> Work to complete: Repeat all of the material exactly as given.
** Start of Given data **
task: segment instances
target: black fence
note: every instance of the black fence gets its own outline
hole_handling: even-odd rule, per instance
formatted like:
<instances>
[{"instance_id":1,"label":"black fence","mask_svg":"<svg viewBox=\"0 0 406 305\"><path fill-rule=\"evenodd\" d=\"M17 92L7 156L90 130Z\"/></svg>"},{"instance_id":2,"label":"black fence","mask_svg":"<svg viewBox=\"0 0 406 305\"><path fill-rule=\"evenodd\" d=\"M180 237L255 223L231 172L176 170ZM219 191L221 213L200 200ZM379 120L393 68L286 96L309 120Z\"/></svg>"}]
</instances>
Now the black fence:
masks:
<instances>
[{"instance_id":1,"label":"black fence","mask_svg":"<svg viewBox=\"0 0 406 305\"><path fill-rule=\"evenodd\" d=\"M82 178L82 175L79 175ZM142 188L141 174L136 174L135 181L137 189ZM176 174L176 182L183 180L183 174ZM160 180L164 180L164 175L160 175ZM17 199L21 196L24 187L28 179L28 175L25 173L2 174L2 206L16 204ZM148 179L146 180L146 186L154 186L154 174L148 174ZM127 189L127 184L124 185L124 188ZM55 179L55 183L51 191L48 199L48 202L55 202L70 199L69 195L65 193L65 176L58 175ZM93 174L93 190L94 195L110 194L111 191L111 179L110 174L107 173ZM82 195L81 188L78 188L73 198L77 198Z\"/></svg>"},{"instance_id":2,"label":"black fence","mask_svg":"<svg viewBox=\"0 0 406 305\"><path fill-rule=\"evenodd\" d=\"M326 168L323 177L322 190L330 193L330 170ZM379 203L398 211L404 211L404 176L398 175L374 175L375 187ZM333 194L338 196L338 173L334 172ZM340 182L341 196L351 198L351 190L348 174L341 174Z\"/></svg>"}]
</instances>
** End of Given data **
> Final answer:
task: segment instances
target: black fence
note: every instance of the black fence gets its own outline
hole_handling: even-odd rule, per instance
formatted like:
<instances>
[{"instance_id":1,"label":"black fence","mask_svg":"<svg viewBox=\"0 0 406 305\"><path fill-rule=\"evenodd\" d=\"M17 92L7 156L90 130Z\"/></svg>"},{"instance_id":2,"label":"black fence","mask_svg":"<svg viewBox=\"0 0 406 305\"><path fill-rule=\"evenodd\" d=\"M180 237L255 223L231 172L176 170ZM219 191L221 213L200 200ZM379 120L393 68L286 96L309 120Z\"/></svg>"}]
</instances>
Now the black fence:
masks:
<instances>
[{"instance_id":1,"label":"black fence","mask_svg":"<svg viewBox=\"0 0 406 305\"><path fill-rule=\"evenodd\" d=\"M82 178L82 175L79 175ZM142 188L141 174L136 174L135 181L137 189ZM176 174L176 182L183 180L183 174ZM160 180L164 180L164 175L160 175ZM17 199L21 196L24 187L28 179L28 175L25 173L2 174L2 206L16 204ZM148 179L146 180L146 186L154 186L154 174L148 174ZM127 189L127 184L124 185L124 188ZM55 179L55 183L51 191L48 199L48 202L55 202L70 199L69 195L65 193L65 176L58 175ZM93 174L93 190L94 195L110 194L111 191L111 179L110 174L107 173ZM82 195L81 188L78 188L73 198L77 198Z\"/></svg>"},{"instance_id":2,"label":"black fence","mask_svg":"<svg viewBox=\"0 0 406 305\"><path fill-rule=\"evenodd\" d=\"M326 168L323 177L322 190L330 193L330 170ZM379 203L398 211L404 211L404 176L398 175L374 175L375 187ZM333 194L338 196L338 173L334 172ZM340 182L341 196L351 198L351 190L348 174L341 174Z\"/></svg>"}]
</instances>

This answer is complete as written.